Reproduce the records below word for word, beginning at the line that contains "the tie knot" and stopping after the line that contains "[(136, 84)]". Output only those lines.

[Dataset excerpts on object pointing]
***

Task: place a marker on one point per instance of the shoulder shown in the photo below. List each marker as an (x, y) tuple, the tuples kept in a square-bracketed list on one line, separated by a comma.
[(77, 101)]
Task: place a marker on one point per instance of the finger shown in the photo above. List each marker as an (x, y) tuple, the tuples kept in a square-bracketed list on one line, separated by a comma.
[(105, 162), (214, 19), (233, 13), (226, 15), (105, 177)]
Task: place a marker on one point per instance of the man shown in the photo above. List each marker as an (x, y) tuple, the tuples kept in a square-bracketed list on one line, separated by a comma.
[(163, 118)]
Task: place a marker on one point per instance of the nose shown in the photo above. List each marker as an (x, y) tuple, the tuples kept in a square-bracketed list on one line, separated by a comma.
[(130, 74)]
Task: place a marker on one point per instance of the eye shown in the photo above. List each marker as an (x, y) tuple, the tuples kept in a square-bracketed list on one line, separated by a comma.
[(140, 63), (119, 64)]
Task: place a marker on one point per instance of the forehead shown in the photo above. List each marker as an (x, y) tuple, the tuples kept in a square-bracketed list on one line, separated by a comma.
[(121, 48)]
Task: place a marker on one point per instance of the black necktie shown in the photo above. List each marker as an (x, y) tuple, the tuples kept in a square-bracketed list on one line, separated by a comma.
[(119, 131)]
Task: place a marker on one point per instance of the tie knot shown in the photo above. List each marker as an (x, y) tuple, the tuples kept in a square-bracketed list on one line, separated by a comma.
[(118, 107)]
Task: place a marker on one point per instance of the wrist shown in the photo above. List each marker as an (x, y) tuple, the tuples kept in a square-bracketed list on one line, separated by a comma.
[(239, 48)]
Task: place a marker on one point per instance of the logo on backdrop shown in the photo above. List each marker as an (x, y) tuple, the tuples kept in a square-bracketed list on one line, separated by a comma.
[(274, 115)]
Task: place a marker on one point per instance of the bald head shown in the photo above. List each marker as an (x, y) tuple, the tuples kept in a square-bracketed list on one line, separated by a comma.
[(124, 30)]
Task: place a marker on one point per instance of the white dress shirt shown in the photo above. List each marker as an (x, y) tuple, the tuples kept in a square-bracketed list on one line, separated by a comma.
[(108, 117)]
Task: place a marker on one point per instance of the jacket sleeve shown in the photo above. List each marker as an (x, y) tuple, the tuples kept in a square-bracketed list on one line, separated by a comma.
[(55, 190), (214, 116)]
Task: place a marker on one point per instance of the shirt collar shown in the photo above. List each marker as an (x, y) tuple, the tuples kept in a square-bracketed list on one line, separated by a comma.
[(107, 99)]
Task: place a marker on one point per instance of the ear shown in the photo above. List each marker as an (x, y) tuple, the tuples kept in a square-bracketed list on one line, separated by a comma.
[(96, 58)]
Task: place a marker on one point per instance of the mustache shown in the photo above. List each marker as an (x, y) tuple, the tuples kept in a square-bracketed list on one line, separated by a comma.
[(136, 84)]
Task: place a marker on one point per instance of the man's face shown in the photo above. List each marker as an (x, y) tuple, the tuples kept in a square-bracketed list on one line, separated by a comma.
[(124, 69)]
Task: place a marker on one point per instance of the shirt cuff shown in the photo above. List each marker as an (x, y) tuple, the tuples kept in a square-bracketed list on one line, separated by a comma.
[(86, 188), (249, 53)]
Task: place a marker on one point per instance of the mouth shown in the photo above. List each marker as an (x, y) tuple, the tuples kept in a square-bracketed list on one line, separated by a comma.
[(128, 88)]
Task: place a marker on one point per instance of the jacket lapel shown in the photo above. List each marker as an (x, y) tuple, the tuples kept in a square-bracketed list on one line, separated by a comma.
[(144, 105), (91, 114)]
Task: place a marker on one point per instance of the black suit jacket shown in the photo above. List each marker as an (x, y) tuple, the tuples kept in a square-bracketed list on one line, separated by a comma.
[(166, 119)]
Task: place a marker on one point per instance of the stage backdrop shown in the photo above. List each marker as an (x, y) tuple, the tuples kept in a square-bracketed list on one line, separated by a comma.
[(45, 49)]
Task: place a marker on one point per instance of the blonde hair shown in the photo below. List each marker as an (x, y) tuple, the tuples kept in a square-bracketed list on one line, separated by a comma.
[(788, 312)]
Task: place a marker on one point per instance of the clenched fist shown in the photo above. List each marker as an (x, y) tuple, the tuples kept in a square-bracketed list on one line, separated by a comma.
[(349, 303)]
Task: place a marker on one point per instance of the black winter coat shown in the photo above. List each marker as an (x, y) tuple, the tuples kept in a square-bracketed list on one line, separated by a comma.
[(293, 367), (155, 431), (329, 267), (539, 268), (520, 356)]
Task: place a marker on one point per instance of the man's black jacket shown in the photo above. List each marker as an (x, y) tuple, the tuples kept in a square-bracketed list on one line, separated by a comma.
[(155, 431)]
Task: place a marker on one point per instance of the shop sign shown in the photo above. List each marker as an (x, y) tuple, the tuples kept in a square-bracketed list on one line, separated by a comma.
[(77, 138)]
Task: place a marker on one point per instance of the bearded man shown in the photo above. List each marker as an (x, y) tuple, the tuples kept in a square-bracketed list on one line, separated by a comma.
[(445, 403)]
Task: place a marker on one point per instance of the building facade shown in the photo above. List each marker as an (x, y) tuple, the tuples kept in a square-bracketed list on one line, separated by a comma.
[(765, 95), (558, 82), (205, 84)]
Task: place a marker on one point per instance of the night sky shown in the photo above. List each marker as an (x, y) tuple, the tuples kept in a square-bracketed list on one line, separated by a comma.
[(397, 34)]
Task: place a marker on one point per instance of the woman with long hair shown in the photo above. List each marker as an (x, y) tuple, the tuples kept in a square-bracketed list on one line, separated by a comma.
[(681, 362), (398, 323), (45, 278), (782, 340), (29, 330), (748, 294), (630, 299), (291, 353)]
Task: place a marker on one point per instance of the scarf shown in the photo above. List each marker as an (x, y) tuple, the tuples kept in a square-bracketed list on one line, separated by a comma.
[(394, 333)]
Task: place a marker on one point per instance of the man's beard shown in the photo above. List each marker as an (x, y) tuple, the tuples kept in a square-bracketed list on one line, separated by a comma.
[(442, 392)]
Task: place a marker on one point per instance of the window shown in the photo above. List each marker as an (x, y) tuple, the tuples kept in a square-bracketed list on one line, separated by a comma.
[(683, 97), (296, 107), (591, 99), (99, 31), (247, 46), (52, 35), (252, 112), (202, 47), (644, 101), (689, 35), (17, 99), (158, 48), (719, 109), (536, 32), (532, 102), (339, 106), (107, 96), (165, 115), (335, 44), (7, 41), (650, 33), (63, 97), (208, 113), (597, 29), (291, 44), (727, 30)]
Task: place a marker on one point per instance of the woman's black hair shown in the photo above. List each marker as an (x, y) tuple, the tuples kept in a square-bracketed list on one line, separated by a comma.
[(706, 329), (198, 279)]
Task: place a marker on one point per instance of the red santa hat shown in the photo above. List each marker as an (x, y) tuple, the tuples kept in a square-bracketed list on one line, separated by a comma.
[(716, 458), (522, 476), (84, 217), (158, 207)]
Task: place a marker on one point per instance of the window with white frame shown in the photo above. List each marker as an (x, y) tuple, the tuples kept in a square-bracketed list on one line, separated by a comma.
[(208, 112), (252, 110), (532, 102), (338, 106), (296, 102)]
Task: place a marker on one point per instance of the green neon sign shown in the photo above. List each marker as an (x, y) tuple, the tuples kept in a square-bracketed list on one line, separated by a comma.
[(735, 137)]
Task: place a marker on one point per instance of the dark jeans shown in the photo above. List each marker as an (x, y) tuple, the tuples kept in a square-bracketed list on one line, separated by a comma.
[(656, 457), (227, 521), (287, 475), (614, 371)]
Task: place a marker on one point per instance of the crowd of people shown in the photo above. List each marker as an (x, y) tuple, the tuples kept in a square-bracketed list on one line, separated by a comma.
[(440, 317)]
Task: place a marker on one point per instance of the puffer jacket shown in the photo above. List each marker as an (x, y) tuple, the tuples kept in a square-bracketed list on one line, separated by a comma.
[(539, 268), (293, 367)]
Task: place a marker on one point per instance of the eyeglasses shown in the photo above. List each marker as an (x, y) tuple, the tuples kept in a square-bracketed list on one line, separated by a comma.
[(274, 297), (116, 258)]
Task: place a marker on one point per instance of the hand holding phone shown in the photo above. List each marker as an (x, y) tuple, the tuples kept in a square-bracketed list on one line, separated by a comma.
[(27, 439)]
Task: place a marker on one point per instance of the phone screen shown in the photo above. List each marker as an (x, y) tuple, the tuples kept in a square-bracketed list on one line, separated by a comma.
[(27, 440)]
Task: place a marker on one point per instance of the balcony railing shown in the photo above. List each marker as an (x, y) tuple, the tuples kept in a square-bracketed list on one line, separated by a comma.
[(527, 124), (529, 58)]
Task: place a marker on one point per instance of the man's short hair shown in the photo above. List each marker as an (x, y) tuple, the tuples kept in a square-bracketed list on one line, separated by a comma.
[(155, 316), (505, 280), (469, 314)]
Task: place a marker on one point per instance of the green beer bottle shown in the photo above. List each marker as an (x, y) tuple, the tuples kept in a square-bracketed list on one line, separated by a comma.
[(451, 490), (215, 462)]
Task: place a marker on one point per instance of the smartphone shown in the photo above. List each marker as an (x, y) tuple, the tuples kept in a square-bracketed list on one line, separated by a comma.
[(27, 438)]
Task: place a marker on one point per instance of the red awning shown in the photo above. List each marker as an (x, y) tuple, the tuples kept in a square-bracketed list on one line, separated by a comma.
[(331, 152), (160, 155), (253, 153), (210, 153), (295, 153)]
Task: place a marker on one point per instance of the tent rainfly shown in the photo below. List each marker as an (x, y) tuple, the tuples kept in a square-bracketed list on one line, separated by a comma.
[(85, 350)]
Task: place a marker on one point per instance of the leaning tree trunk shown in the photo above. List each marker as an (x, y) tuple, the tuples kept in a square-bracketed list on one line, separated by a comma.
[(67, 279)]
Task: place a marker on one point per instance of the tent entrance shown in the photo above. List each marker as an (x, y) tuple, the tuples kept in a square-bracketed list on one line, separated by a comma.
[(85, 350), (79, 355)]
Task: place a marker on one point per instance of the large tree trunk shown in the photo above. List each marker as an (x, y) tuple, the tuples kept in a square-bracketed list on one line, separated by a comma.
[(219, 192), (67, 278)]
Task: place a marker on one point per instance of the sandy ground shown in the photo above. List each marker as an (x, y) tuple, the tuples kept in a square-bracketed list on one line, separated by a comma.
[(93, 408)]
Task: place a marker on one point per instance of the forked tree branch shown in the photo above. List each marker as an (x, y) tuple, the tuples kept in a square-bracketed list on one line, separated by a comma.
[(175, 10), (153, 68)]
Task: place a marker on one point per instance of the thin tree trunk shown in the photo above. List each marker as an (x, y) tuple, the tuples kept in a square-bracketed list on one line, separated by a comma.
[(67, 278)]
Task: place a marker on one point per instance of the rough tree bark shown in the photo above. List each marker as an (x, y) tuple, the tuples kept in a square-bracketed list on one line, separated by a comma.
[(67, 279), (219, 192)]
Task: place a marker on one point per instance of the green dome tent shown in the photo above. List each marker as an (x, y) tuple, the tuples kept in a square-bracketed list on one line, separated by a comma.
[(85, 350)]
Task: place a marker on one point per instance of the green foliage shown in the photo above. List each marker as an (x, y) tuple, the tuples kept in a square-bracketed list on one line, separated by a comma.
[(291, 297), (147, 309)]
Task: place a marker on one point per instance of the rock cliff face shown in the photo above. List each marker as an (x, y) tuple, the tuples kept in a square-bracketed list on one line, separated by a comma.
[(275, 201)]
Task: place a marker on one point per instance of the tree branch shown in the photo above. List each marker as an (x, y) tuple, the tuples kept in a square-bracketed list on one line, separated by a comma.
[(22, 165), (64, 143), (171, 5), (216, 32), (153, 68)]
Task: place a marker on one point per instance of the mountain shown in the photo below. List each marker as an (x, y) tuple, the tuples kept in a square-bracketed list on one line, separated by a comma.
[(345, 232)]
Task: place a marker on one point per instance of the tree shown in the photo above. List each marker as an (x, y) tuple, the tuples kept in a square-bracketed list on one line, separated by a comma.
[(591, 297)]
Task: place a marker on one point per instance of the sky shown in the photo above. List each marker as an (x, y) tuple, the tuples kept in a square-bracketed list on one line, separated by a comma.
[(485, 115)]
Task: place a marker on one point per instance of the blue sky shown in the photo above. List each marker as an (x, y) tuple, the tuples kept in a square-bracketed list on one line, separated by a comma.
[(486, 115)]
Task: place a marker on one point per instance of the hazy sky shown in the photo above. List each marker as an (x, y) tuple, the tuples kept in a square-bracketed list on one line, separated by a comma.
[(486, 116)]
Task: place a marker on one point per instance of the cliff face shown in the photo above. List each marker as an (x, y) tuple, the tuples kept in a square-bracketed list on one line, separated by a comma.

***

- **Result**:
Task: place a marker on one point per instance of the tie knot shown in the photo above. List each marker as an (x, y) tuple, the tuples kept in a square-bracketed list on one line, separated by a comma.
[(118, 107)]
Task: place a marker on one point per instance of the wrist shown in the photo above. List each marker as an (x, y) tuple, the tuples kept in a square-bracketed list on one line, separated by a comma.
[(239, 48)]
Task: place a marker on one point per instance of the logo on backdrop shown in the photo above. List each marker as an (x, y) tuple, the tuples kept in a square-bracketed list on one line, separated by a comma.
[(274, 115)]
Task: place a marker on one point per instance of the bald head shown in the photo above. List each marker as an (x, y) tuple, the tuples kept in a square-bracketed list on one line, separated by a comma.
[(124, 30)]
Task: place a marker on one point per instance of the white dress shirt shown in the photo above. List each marker as an (x, y) tuple, the tuples kept in a square-bracketed list on one line, separated by a comma.
[(108, 117)]
Task: place a marker on one point per instance of the jacket sleeve shown in the photo above. List each marker as an (x, y) tuple, the tuples kept in a square-bracketed list on one line, separated by a comma.
[(55, 190), (214, 116)]
Task: place a marker on one point per instance of the shirt collar shown in the photo above. List each marker as an (x, y) tuple, the tuples kept in a square-bracketed list on one line, separated by a comma.
[(107, 99)]
Task: place a marker on one point per instance of the ear shown in the photo above. List each marker as an (x, y) tuple, the tuples kept in a square-bracketed list on one line, separated by a comma.
[(96, 58)]
Task: place a marker on one point per instance of the mustache shown in the photo above. List each marker as an (x, y) tuple, the tuples kept in a square-bracketed list on one line, separated by a comma.
[(136, 84)]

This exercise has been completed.